● **DATA EXTRACTS**
--- START ---

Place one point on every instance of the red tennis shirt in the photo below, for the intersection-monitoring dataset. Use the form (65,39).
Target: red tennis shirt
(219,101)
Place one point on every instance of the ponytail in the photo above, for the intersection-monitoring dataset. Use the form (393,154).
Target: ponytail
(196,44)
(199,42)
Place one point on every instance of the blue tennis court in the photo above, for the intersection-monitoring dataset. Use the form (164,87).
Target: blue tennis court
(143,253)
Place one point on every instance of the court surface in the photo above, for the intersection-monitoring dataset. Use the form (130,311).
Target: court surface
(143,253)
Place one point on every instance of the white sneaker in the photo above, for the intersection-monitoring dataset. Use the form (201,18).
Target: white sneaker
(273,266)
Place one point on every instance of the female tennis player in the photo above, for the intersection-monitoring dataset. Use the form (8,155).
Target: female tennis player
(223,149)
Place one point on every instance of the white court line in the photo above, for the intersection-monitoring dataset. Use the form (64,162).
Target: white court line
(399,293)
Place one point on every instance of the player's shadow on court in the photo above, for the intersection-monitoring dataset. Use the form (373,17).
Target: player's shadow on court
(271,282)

--- END ---

● **EXERCISE INSTRUCTIONS**
Looking back over the data above, restate word for word the lines that begin at the line with "Place one point on every instance of the court" and end at the line with "Place one point on every instance of the white court", inclusive.

● **WRITTEN REPLY**
Place one point on every instance of the court surface in the photo above, for the intersection-monitoring dataset. Use the form (130,311).
Target: court surface
(143,253)
Place one point on every instance of the white sneaker in the photo above, for the intersection-monitoring dataset. Use the form (201,18).
Target: white sneaker
(273,266)
Place one point on every instance of the female tennis player in the photo above, for the intersection-monitoring dataset. Use the form (8,155).
Target: female tennis player
(223,149)
Place one point on every instance of the white court line in the photo above, for the intersection-monitoring dataset. Use the form (64,162).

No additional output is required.